■ Task instructions ■
(a) In the review of the Before trilogy, between which two cities is the train traveling when Jesse and Celine first speak?
(b) Extract the passage of the Before trilogy review from "Nine years after" to "same space-time destination.".
(c) Extend the review of the Before trilogy, picking up right after its final sentence.

■ Text passage ■
>> start

Before Trilogy: Before Sunrise (1995), Before Sunset (2004), Before Midnight (2013)

Dir. Richard Linklater. Starring Ethan Hawke, Julie Delpy

“I know, because I’ve actually already lived through this night,” Jesse (Hawke) says to Celine (Delpy) eighteen years after his first night with her. “I’m a time traveler.” Jesse’s verbal play isn’t delivered with a grin but with more grim intensity, surely, than he means to let on; he has the same laconic body language as he did nearly two decades ago, which is stunning given the circumstances. The entire day it’s been obvious that the easy conversation and teasing humor which they shared in Vienna and Paris is not there in Greece, and the last time we saw them both together they were having an enormous, scything fight. Jesse does the only thing which he believes he can do now that Celine has told him she doesn’t love him anymore, now that she has just said she doesn’t have a lover. He goes back to the train.

“Think of this as time travel, from then to now,” Jesse says to Celine. Someday, he says, you’ll be married and you’re going to wonder about me and whether I would have been better than your husband. Come off the train with me and you’ll know “you’re not missing anything.” At this point they haven’t even exchanged names yet, have only spoken across a table on a train from Budapest to Paris for minutes, but there is one fact that both of them know: he’s got a flight out of Vienna back to the United States the next morning, which means that they have fifteen, sixteen hours to spend.

Nine years after the train and nine years before the vacation, time travel wasn’t mentioned once. Celine and Jesse are together ninety minutes or so between the time she appears at Shakespeare and Company and when Jesse goes back to her apartment to hear her sing an original song. The words themselves were superfluous; the two of them, after having been invisible to each other for nine years, reckon with what being apart has done to them. It’s made Celine distrustful of any relationship she gets into, while Jesse has seen her everywhere, even en route to his own wedding. (It turns out he probably did see her on the way to his wedding.) For nine years they have been time traveling separately to the same space-time destination.

>> end

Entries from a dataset

>> start

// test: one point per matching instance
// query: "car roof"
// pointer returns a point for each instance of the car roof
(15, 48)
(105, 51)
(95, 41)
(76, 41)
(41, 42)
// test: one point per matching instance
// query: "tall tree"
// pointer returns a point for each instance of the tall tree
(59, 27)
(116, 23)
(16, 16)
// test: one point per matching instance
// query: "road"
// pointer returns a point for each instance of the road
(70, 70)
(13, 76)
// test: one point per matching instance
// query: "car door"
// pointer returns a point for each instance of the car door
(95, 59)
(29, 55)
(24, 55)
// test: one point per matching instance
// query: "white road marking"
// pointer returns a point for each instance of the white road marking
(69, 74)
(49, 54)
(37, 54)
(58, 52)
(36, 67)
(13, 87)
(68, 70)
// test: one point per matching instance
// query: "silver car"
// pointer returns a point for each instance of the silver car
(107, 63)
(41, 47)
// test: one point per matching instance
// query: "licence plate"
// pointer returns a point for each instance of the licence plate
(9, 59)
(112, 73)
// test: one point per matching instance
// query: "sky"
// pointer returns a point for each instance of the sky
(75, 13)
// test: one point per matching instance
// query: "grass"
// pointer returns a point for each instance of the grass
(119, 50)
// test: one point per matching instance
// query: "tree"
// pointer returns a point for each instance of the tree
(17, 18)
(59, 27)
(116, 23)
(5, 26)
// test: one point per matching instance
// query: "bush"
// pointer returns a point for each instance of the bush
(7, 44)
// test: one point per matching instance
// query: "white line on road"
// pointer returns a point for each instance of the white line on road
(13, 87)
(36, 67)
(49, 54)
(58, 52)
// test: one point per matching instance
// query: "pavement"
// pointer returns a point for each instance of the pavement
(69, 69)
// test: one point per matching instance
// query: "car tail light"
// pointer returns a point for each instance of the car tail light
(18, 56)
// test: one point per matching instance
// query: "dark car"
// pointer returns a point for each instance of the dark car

>> end

■ Responses to the tasks ■
(a) The train is traveling from Budapest to Paris.

(b)
Nine years after the train and nine years before the vacation, time travel wasn’t mentioned once. Celine and Jesse are together ninety minutes or so between the time she appears at Shakespeare and Company and when Jesse goes back to her apartment to hear her sing an original song. The words themselves were superfluous; the two of them, after having been invisible to each other for nine years, reckon with what being apart has done to them. It’s made Celine distrustful of any relationship she gets into, while Jesse has seen her everywhere, even en route to his own wedding. (It turns out he probably did see her on the way to his wedding.) For nine years they have been time traveling separately to the same space-time destination.

(c)
Even the Criterion Collection calls it “the Before Trilogy” in its packaging. I fully expect that in 2022, nine years after Before Midnight, we will have another installment and we will have to reckon with these movies in a different way yet again. Hawke and Delpy will be in their early fifties, Linklater in his early sixties. There’s more to be said about Jesse and Celine (like her surname, just for example). The two sequels so far have been made mostly because Linklater, Hawke, and Delpy agreed that the story wasn’t over. I suppose it could be over now in Greece, but it could have been over in Vienna just as easily.


The first people we come to know at all in these movies are a couple who yell in German at one another. It’s a breaking point that they’ve met; surely the two of them never got on a train with other human beings on it and decided they wanted to have a fight in front of them. Celine moves spots and picks up her reading again: My Mother, Madame Edwarda, and the Dead Man, a collection of three novellas by Georges Bataille. Jesse, sitting across from her in a red sweater with a hole in the right shoulder, is reading All I Need is Love, Klaus Kinski’s basically fabricated autobiography. (Seeing that he was reading that book, of all things, gave me the only guffaw of the nearly five hours the Before Trilogy takes up.) It’s no surprise, then, that Jesse will spend most of Before Sunrise pawing at Celine even if he doesn’t always make contact. The two of them are not always touching, but when they’re walking together Jesse does not necessarily want to just hold hands. (Maybe I’m misreading the way he holds onto her while they’re walking? Maybe it’s a ’90s style that I missed.) And it’s no surprise that Celine, more sophisticated and thoughtful than her new friend, will plan out her post-coital expectations for Jesse. I’m not having sex with you, she says. I’m not going to be a male fantasy, nor am I going to make myself miss you because I’ll think about who else you’re sleeping with once you’re gone. (In Before Sunset, Jesse tells Celine that if today were their last day on earth, he’d like to talk with her about “magic and the universe” and also have sex basically the whole time.)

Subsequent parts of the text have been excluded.